:: Description of the task ::
Include in the output the line containing "marble floor and record integer pixel coordinates." and each subsequent line of the records, through the end, transcribed exactly. Add nothing else.

:: Source records ::
** start **

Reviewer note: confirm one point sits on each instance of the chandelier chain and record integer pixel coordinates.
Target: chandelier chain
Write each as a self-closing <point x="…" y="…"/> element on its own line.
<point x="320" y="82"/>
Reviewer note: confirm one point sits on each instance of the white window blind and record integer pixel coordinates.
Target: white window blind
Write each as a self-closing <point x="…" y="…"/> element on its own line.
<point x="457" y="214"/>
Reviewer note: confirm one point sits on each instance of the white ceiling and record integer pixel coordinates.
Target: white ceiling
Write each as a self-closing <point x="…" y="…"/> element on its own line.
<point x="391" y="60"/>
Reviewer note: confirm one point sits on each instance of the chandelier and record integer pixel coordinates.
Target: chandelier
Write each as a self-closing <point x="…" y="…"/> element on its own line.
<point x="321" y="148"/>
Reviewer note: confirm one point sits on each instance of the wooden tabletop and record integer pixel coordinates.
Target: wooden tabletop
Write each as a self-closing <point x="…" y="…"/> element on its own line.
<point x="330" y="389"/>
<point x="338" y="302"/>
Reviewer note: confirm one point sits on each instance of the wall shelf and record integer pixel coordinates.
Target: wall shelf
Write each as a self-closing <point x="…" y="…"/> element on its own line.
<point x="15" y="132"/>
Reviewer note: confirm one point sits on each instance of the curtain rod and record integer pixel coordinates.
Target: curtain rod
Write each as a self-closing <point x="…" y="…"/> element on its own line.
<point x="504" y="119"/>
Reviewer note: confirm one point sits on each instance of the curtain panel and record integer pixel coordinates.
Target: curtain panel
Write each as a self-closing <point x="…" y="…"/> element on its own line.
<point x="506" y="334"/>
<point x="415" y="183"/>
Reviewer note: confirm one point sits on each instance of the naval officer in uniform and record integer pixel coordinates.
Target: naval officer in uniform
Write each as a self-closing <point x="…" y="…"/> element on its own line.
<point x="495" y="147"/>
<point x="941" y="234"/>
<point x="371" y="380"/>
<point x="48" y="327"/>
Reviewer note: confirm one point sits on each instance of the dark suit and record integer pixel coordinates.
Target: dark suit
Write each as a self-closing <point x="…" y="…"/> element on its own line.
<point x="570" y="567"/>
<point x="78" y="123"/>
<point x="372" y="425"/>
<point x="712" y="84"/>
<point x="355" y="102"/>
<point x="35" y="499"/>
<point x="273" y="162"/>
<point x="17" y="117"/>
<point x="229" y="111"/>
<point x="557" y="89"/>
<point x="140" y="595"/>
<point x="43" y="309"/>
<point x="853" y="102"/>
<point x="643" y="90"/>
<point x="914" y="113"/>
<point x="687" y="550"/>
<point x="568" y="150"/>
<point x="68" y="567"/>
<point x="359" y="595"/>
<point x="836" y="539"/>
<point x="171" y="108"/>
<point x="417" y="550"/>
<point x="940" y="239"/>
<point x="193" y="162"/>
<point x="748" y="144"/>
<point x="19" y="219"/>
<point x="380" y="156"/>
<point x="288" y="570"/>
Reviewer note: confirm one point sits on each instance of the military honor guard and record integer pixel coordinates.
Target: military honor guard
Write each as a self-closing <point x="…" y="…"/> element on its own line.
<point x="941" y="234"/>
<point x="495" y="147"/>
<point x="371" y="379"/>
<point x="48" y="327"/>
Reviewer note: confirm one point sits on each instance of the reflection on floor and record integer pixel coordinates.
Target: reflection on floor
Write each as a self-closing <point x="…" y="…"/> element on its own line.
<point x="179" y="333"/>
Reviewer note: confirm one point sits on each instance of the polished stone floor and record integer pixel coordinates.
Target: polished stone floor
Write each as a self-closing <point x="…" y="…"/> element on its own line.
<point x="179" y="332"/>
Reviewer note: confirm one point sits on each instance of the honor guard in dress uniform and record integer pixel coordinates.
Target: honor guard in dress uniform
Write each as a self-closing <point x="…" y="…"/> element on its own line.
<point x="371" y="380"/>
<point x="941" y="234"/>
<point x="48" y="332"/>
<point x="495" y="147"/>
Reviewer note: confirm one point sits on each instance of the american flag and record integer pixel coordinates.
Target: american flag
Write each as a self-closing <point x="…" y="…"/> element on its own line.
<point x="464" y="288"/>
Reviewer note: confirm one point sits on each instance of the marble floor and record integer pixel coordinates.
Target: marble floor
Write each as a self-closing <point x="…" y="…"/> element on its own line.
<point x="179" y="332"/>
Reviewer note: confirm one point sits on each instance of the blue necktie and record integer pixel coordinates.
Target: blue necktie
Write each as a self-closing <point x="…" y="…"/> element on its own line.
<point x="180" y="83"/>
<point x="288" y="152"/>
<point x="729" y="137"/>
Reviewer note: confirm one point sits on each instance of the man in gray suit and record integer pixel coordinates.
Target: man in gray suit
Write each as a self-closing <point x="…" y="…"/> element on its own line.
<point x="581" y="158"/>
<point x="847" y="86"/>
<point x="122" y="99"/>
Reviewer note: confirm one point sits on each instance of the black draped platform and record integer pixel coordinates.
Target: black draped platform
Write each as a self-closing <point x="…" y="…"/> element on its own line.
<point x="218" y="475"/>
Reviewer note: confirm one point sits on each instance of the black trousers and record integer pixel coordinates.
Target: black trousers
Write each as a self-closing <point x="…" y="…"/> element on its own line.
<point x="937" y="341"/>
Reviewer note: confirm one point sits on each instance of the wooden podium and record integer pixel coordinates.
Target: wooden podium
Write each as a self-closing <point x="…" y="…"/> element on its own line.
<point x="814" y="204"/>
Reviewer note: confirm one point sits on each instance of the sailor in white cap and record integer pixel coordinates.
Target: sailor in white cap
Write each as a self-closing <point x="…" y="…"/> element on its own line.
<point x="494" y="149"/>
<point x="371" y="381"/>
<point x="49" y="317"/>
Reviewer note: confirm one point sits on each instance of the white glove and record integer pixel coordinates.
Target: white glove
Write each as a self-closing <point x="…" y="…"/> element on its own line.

** end **

:: Output for this exercise ::
Reviewer note: confirm one point sits on each instance of the marble floor and record integer pixel coordinates.
Target: marble floor
Write each as a self-closing <point x="…" y="…"/> element on its own line.
<point x="179" y="332"/>
Reviewer note: confirm one point sits on each instance of the blue necktie and record integer pixel coordinates.
Target: blue necktie
Write each as a self-closing <point x="…" y="…"/> element on its own line.
<point x="180" y="83"/>
<point x="288" y="152"/>
<point x="729" y="137"/>
Reviewer note: confirm one point sits on each instance of the man in gray suit and record integer pixel coordinates.
Target: man in gray suit
Write each as a self-closing <point x="…" y="…"/> element on its own line.
<point x="581" y="158"/>
<point x="847" y="86"/>
<point x="122" y="99"/>
Reviewer note: confirm one point sits on each instance of the black draped platform and record integer pixel coordinates.
Target: black draped platform
Write each as a self-closing <point x="…" y="…"/> element on its own line.
<point x="218" y="475"/>
Reviewer note: confirm one point sits on each instance of the black trousers and record integer pixel coordinates.
Target: black trousers
Write each as a self-closing <point x="…" y="…"/> element on its own line.
<point x="937" y="341"/>
Reviewer note: confirm one point sits on each instance of the wooden podium and record integer pixel coordinates.
Target: wooden podium
Write each as a self-closing <point x="…" y="…"/> element on its own line.
<point x="814" y="204"/>
Reviewer note: confirm one point sits on each instance of the sailor in white cap and record integer pixel coordinates.
Target: sailor in white cap
Write each as a self-closing <point x="…" y="…"/> element on its own line.
<point x="494" y="149"/>
<point x="371" y="381"/>
<point x="49" y="317"/>
Reviewer note: confirm one point sits on each instance of the white glove and record integer pixel coordinates.
Target: white glove
Write each as a self-closing <point x="…" y="…"/> element on its own line.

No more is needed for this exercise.